* _What is asked_:
Copy out all of the data exactly as it appears.

* _Extracted data_:
* * * * * * * * *

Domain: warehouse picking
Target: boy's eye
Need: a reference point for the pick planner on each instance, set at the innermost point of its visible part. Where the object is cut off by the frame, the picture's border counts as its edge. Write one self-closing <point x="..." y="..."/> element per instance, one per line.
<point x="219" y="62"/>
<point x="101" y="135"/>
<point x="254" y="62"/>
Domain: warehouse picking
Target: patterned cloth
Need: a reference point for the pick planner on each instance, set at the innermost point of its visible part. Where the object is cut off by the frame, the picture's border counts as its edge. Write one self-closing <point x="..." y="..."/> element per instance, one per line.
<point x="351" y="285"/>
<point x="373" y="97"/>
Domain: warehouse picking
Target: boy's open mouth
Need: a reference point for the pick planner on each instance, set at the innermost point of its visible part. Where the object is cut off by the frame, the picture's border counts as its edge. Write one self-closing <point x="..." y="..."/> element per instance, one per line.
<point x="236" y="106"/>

* * * * * * * * *

* _Answer for the task_:
Domain: warehouse picking
Target: boy's eye
Need: a reference point for the pick planner on each instance, set at the innermost point of its visible part. Where the object is cut off by the frame, the picture's border counts as its edge. Write one self-closing <point x="..." y="..."/> element per instance, one per line.
<point x="219" y="62"/>
<point x="101" y="135"/>
<point x="254" y="62"/>
Domain: warehouse picking
Target: patterned cloth
Need: a reference point for the pick planner on each instance, set at the innermost point of its visible part. Where the object is cut off by the frame, the picture's border counts as its edge. Write one self-closing <point x="..." y="..."/> element per instance, one per line.
<point x="351" y="285"/>
<point x="373" y="97"/>
Domain: warehouse picking
Target: boy's open mouth
Need: a reference point for the pick planner on each instance, set at the innermost point of its visible part. Where the object is cut off by the frame, the picture's border counts as its edge. Write one self-closing <point x="..." y="..."/> element per instance, one per line.
<point x="236" y="106"/>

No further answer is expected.